ASSIGNED TASK -> The reply to the records below should contain exactly the lines from the line with "Where can the blue" through the line with "Where can the grass field", and nothing besides.

----- DATA FOR PROCESSING

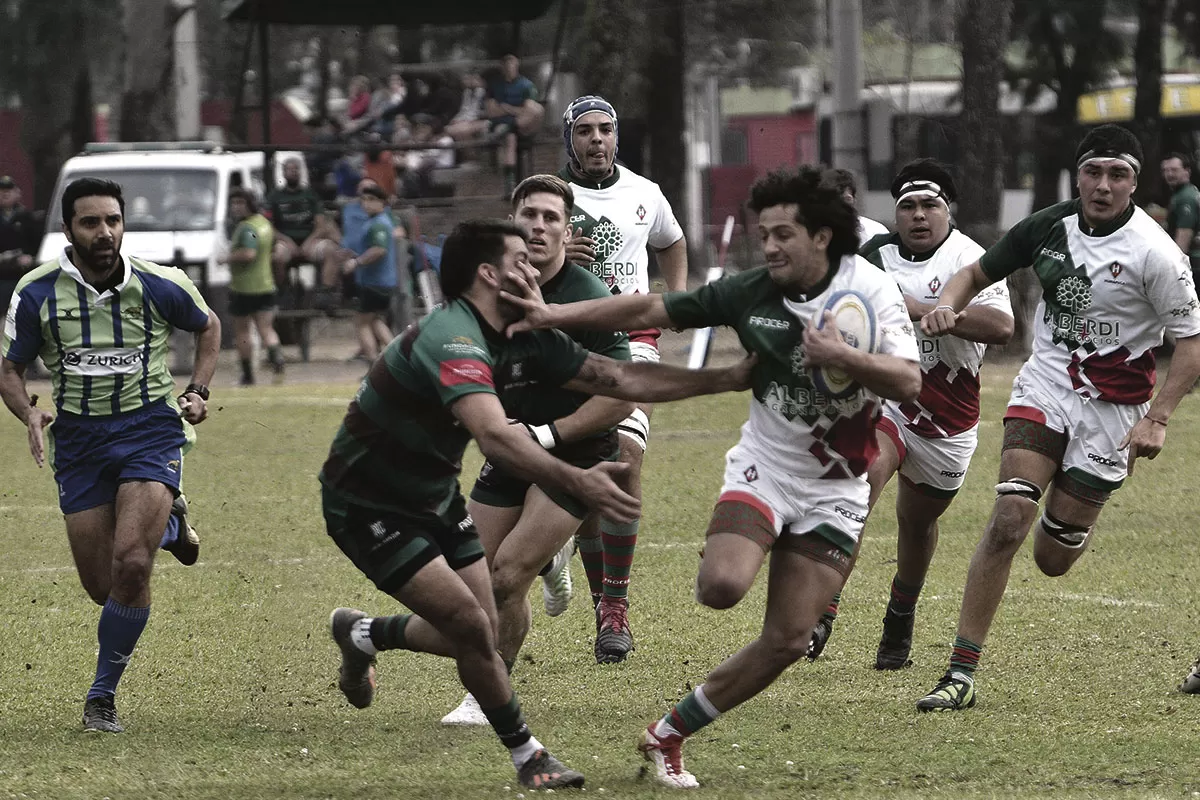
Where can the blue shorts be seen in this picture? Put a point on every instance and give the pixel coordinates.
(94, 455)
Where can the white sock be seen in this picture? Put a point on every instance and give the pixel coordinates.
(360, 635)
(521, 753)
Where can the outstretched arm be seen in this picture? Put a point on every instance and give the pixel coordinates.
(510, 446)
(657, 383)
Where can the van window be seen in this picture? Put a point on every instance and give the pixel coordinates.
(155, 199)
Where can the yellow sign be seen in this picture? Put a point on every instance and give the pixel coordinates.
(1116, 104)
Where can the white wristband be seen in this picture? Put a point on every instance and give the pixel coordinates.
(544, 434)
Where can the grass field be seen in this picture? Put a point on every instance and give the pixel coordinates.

----------
----- DATA FOR PROCESSING

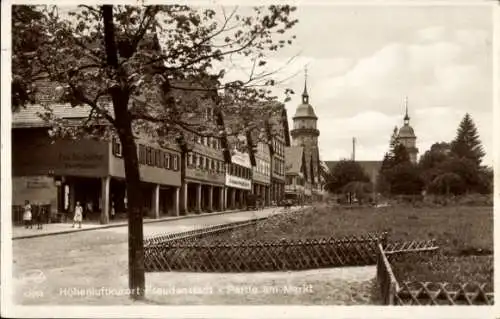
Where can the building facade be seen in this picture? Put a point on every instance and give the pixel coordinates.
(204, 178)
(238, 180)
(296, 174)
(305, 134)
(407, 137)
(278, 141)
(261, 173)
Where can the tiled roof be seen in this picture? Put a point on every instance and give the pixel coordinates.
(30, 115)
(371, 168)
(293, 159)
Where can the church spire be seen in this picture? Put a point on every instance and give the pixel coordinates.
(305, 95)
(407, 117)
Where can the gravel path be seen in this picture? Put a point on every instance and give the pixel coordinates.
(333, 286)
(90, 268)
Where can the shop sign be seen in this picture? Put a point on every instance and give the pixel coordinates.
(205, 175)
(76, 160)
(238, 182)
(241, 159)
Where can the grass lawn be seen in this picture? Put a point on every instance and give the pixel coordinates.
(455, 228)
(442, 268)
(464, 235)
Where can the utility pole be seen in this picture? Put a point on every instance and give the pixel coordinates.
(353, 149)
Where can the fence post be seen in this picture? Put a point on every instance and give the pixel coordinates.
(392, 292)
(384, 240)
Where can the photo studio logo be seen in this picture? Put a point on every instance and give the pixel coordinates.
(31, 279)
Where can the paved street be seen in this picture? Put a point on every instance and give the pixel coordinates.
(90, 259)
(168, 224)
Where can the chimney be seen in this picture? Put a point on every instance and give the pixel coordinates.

----------

TASK RESULT ->
Where can the blue shorts be seen in this picture? Put a point on every instance and give the pixel coordinates.
(94, 455)
Where can the white sock be seen in this picture? Put a point on every instance and give the pixel coordinates.
(360, 635)
(521, 753)
Where can the outstretched arm be seen in this picture? Put a point on every instance and give the pixel coordinates.
(510, 446)
(657, 383)
Where can the van window be seen in this picture? Put a point on every instance and give the pixel coordinates.
(155, 199)
Where can the yellow sign be seen in this picture? Put a point on every instance and give the pixel coordinates.
(1116, 104)
Where can the white wristband be seen in this picture? Put a point on every instance and give the pixel coordinates.
(544, 434)
Where can the grass field be seen in this picture? Put a point on every instance and give the pixel coordinates.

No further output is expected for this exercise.